▶ [Page excerpt]

------------------------------------------------

Introduction
Housing price are an an important Reflection of the economy, and housing prices ranges are of great interest for both buyers and sellers. In this project, house price index will be predicted given serveral indicator variables. The goal of this project is to create a regression model that are able to estimate the house index given the features and provide any interesting business insight within the dataset
Data Acquisition
This dataset is from Dr. Jimmie Lenz. The project aims to apply various python tools to get a visual understanding of the data and clean it to make it ready to apply machine learning algorithm. The dataset can be found here.
Data Cleaning
The original dataset is quite messy. There are 19 different features. However, most of the features are only labeling the data source and logged date. There are total 7 valuable variables
Independent variable:
- Cost index
- population
- Consumer price index
- long rate
- CPI annual
- Nominal home price index
dependent variable
- Real Home index
Data Exploratory analysis
# visualization of the trend of indexs
fig,ax = plt.subplots(figsize=(15,10))
origin_df.plot.line(x='home_index_date',y='real_home_index',ax=ax,label = 'real_home_index')
origin_df.plot.line(x='home_index_date',y='real_cost_index',ax=ax,label = 'real_cost_index')

------------------------------------------------

▶ [Entries shown]

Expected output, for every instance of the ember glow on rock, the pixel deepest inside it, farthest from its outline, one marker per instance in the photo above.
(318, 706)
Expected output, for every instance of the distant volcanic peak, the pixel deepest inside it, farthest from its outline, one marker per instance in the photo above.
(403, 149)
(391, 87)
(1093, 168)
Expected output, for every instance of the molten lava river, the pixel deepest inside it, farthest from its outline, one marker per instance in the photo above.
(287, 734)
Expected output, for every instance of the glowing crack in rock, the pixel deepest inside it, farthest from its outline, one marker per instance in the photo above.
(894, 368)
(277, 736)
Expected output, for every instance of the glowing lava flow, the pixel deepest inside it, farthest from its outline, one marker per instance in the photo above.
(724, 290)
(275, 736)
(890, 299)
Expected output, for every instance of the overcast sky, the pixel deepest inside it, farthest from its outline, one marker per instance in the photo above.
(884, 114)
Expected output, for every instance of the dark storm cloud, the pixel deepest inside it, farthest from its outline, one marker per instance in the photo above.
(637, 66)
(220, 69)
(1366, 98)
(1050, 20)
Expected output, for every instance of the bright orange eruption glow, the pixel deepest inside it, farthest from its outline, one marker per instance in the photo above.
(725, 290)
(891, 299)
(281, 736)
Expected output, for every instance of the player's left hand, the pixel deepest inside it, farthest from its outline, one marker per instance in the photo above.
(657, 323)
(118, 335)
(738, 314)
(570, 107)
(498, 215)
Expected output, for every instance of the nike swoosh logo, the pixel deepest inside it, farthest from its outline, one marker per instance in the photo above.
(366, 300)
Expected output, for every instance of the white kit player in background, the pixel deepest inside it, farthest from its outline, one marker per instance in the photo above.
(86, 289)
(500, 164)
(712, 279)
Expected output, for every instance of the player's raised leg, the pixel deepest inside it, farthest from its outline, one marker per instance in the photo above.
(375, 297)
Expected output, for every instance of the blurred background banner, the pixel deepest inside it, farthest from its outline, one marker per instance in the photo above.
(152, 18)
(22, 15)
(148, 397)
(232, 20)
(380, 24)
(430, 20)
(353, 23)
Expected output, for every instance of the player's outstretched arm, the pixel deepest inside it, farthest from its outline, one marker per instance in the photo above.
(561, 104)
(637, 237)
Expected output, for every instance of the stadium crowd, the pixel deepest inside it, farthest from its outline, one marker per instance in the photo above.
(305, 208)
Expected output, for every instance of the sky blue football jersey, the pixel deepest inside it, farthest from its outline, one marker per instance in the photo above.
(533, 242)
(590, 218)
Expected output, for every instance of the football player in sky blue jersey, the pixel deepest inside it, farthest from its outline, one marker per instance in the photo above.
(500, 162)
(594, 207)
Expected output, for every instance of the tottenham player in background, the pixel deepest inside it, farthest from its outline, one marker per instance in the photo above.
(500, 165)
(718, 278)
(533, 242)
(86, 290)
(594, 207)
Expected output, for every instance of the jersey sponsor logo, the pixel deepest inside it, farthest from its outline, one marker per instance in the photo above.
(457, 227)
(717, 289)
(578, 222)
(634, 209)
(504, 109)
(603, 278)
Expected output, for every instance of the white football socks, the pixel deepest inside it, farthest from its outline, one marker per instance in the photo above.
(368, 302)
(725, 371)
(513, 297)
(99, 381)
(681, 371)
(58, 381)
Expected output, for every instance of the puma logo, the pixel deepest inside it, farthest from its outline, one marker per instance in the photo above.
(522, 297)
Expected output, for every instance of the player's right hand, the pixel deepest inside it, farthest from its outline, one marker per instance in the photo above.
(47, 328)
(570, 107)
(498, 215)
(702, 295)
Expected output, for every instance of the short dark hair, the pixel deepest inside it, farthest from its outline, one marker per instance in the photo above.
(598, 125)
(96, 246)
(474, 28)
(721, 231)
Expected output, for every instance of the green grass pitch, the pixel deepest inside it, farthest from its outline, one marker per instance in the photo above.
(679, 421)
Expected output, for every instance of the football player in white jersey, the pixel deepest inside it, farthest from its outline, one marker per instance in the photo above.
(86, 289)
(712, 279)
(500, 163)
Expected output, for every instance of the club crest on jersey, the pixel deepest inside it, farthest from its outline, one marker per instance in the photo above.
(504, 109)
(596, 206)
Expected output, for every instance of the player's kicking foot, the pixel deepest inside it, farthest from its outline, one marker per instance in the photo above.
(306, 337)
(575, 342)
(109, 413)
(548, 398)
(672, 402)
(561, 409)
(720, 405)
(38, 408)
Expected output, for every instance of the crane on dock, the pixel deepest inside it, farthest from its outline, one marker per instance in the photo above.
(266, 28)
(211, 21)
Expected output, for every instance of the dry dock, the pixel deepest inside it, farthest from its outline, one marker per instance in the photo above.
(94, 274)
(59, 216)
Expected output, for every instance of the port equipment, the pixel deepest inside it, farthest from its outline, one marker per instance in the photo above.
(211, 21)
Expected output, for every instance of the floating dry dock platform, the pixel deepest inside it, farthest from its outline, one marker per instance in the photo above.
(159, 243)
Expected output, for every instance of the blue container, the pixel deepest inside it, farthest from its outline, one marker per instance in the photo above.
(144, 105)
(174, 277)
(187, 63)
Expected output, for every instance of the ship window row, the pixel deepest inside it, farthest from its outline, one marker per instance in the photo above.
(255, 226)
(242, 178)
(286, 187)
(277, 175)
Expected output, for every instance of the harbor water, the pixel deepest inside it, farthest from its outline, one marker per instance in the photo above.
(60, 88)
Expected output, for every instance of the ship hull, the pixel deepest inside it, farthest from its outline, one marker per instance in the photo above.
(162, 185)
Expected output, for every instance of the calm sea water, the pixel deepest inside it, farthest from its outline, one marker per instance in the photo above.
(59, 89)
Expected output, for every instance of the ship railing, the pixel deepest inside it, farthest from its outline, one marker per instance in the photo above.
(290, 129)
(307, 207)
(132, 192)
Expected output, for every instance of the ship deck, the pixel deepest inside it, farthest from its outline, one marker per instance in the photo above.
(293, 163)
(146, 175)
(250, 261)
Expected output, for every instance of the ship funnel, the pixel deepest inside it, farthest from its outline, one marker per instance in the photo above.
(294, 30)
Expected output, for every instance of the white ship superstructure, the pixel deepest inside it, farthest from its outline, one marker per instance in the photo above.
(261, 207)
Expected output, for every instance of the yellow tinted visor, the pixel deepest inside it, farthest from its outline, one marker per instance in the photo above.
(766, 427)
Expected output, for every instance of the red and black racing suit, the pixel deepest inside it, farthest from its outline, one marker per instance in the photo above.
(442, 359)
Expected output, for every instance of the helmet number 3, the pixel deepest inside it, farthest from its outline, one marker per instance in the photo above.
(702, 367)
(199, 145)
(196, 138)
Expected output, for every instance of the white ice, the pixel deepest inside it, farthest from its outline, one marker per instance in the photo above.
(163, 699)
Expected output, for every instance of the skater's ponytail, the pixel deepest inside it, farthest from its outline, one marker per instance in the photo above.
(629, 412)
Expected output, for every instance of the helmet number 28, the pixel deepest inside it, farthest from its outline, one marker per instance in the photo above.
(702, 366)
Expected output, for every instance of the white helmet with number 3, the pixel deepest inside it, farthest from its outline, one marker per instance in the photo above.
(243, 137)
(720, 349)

------------------------------------------------

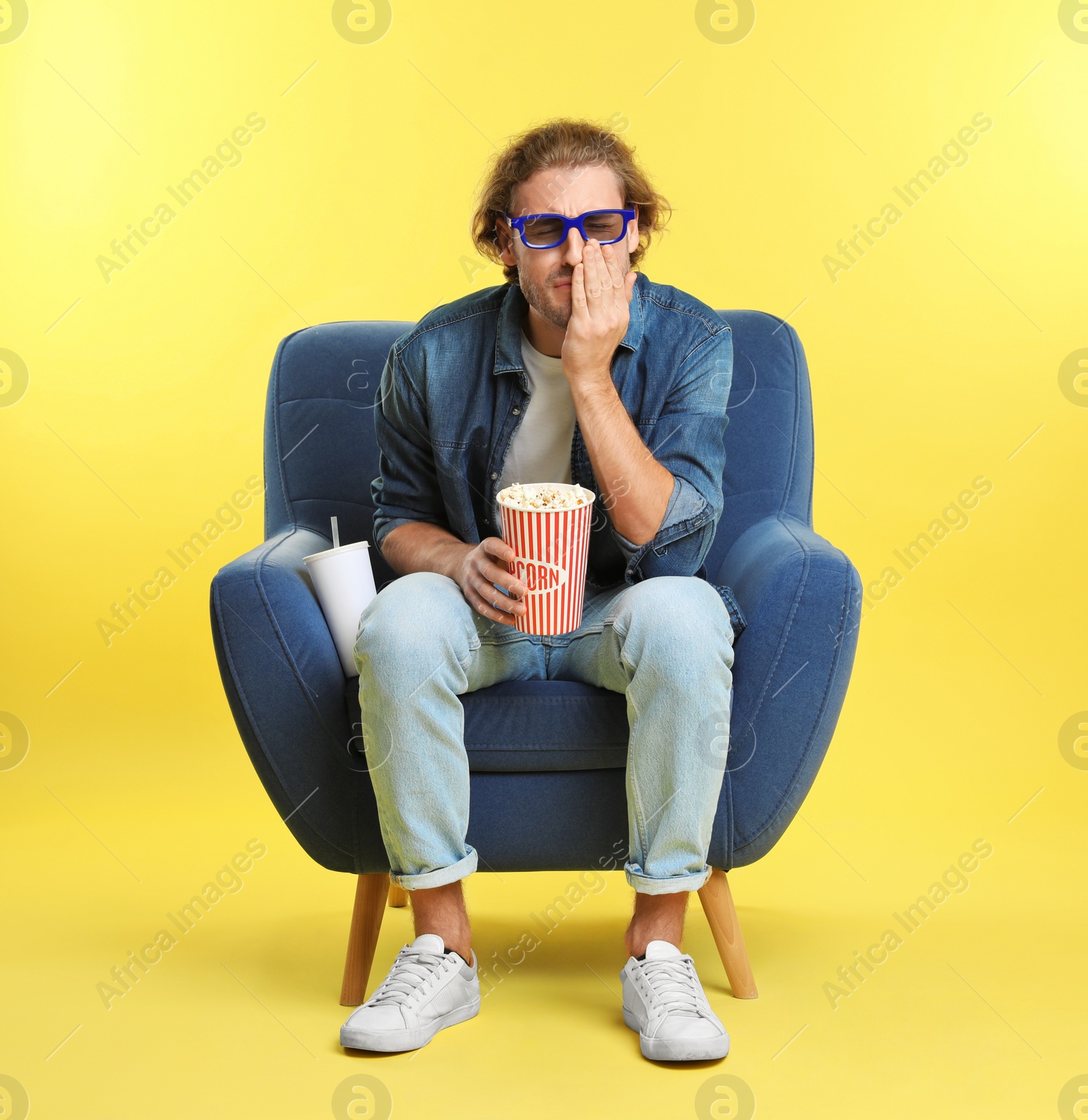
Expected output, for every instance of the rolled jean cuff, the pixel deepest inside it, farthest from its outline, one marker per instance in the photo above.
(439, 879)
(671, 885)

------------------------------------------------

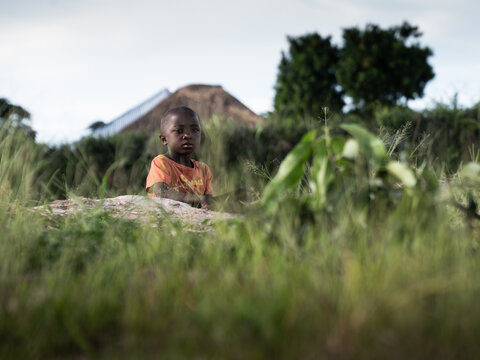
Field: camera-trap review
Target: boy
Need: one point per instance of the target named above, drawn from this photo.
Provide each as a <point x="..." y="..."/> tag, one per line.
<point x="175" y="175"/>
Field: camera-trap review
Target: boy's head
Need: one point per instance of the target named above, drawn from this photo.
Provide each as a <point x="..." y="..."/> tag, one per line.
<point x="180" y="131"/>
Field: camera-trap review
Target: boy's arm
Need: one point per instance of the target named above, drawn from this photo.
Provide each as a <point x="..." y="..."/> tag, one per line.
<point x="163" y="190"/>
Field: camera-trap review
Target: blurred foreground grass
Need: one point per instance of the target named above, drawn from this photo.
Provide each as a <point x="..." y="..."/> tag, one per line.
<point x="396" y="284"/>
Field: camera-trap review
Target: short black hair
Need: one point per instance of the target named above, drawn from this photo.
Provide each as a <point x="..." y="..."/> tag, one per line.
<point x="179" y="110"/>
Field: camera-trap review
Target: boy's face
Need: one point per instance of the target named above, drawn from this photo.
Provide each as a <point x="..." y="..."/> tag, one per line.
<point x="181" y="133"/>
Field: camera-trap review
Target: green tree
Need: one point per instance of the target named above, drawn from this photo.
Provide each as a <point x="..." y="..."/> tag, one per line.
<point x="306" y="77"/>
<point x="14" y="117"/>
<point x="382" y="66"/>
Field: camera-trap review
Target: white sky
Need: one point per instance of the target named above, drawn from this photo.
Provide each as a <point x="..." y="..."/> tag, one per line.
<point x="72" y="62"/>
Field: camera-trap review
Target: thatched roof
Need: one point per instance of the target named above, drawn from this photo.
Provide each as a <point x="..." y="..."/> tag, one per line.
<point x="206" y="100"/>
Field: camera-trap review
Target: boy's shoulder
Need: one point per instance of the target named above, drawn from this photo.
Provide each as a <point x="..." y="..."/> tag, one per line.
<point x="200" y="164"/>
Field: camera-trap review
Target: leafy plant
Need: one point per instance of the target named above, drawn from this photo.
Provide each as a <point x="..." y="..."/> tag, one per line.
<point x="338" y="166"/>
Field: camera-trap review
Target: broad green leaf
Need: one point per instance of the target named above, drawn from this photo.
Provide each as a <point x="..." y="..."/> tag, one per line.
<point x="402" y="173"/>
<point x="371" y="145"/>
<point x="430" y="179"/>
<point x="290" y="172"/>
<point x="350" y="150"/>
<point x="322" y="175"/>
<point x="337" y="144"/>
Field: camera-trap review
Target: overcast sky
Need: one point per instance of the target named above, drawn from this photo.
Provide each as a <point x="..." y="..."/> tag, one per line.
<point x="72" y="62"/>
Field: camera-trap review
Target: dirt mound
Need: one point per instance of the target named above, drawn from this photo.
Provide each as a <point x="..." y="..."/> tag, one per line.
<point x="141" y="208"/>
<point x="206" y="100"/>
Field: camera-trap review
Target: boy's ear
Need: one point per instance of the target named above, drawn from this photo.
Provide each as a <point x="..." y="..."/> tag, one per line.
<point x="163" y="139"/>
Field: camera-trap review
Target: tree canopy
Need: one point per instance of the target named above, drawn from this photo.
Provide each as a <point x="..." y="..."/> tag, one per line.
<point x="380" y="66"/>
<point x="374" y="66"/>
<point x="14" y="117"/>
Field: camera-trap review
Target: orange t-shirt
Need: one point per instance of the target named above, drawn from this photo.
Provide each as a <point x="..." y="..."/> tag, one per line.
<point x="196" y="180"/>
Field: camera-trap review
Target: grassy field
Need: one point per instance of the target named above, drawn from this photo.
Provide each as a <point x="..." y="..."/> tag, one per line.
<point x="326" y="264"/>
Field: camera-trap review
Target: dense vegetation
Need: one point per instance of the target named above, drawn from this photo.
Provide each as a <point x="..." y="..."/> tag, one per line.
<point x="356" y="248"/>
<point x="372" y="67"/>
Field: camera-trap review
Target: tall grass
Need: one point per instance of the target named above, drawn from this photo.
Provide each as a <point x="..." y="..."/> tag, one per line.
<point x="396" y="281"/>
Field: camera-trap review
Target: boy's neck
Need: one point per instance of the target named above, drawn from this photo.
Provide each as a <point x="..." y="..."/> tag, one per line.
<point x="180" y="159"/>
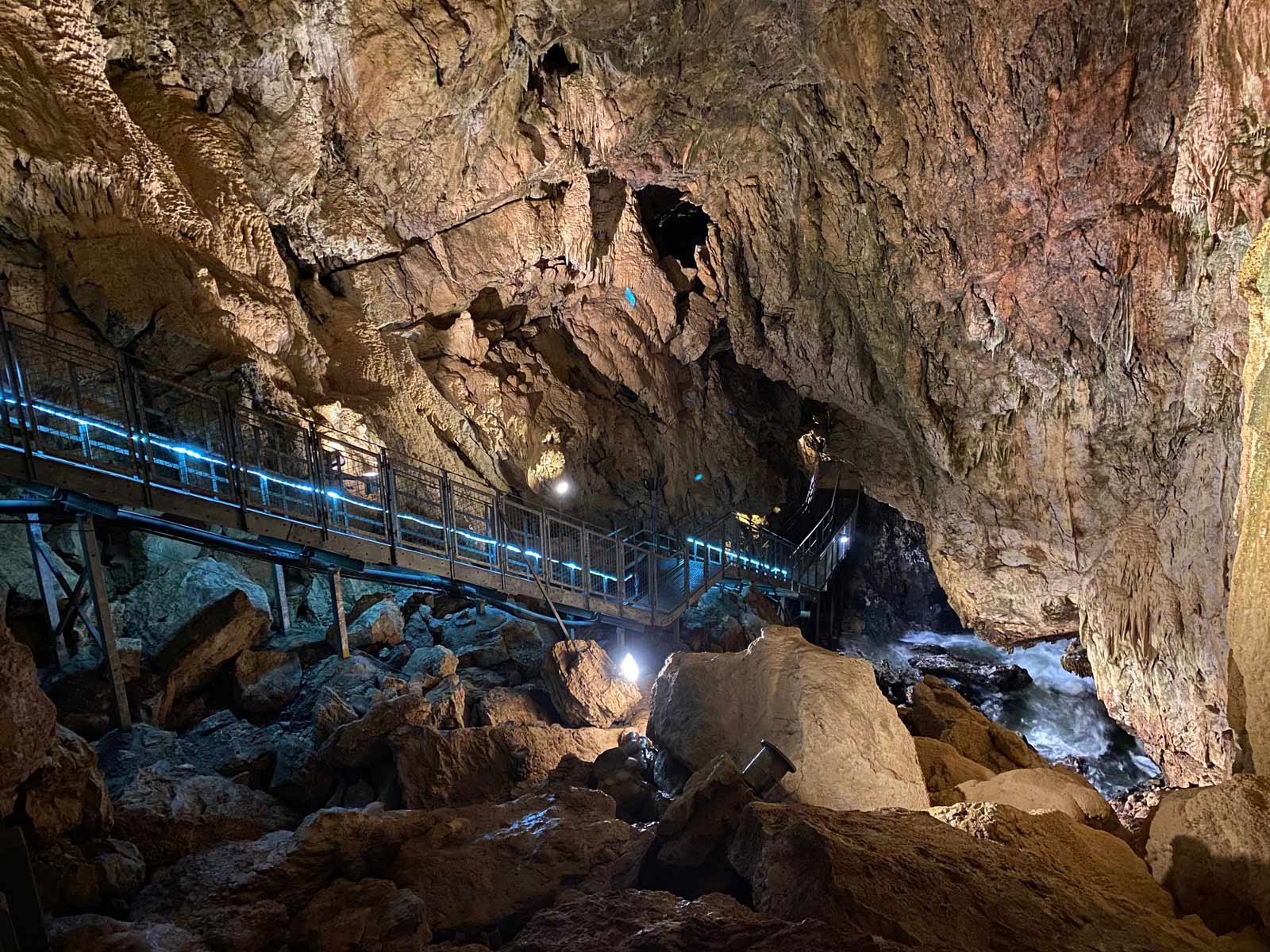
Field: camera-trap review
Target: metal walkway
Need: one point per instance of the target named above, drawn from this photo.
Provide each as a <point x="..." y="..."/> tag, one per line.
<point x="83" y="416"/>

------------------------------------------------

▶ [The tasks]
**A.** Do these statements agree with the house price project page? Answer yes or no for each and quote the words that decide it. (i) The dataset comes from Dr. Jimmie Lenz. (ii) The original dataset has 7 different features. (iii) Population is the dependent variable.
**B.** Which independent variables does the house price project page list?

▶ [Results of the exercise]
**A.**
(i) Yes: "This dataset is from Dr. Jimmie Lenz."
(ii) No: "There are 19 different features."
(iii) No: the dependent variable listed is "Real Home index".

**B.**
- Cost index
- population
- Consumer price index
- long rate
- CPI annual
- Nominal home price index